[Start of Attachment]

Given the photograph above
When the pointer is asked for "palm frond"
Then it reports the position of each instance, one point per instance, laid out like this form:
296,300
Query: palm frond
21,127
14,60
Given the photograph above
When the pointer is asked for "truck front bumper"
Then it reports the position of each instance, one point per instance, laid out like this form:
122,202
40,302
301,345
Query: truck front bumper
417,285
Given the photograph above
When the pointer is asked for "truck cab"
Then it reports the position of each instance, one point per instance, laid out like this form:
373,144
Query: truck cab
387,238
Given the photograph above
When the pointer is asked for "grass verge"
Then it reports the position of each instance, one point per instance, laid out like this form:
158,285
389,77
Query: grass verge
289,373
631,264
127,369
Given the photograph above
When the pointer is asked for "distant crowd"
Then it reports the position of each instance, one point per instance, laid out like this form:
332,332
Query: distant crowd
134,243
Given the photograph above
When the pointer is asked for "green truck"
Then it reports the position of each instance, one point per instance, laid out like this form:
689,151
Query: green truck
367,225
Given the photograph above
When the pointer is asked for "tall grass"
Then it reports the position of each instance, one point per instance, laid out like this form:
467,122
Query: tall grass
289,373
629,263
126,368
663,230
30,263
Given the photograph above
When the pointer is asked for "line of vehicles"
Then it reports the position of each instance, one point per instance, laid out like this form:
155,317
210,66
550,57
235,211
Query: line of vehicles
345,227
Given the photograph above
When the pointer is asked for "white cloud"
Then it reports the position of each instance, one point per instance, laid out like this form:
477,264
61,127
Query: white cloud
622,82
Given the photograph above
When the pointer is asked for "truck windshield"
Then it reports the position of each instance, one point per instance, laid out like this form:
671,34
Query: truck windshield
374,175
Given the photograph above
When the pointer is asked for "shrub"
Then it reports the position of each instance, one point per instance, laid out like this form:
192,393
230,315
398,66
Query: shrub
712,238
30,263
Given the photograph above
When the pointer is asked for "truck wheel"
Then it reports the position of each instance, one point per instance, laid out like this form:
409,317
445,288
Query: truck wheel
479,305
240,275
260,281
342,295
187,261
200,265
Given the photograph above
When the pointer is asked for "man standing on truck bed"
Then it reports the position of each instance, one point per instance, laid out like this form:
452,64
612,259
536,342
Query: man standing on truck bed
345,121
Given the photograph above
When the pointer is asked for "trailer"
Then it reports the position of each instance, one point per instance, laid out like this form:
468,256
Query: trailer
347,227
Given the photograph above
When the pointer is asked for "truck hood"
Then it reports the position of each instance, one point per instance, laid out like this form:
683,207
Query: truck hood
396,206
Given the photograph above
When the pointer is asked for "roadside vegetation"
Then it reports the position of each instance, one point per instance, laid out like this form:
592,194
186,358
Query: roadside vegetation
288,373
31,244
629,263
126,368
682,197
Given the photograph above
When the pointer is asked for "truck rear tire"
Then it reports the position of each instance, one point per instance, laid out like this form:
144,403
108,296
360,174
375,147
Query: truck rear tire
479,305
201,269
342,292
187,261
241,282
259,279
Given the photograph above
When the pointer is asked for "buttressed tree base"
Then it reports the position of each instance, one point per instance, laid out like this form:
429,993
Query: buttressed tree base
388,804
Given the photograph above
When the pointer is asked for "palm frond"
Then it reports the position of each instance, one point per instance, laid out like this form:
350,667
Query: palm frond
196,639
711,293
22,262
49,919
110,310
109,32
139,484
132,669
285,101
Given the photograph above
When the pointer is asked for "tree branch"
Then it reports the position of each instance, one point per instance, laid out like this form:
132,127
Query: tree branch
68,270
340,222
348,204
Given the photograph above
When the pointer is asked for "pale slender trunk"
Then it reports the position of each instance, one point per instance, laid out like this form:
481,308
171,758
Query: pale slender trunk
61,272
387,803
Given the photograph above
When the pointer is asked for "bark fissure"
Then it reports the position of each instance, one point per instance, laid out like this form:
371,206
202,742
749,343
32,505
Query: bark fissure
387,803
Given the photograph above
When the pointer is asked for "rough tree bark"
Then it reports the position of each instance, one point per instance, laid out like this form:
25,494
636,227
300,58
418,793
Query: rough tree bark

[End of Attachment]

_DIRECTIONS_
Your reply is to be the number of lines above in which the word "rough" appears, and nothing else.

_ANSWER BOX_
2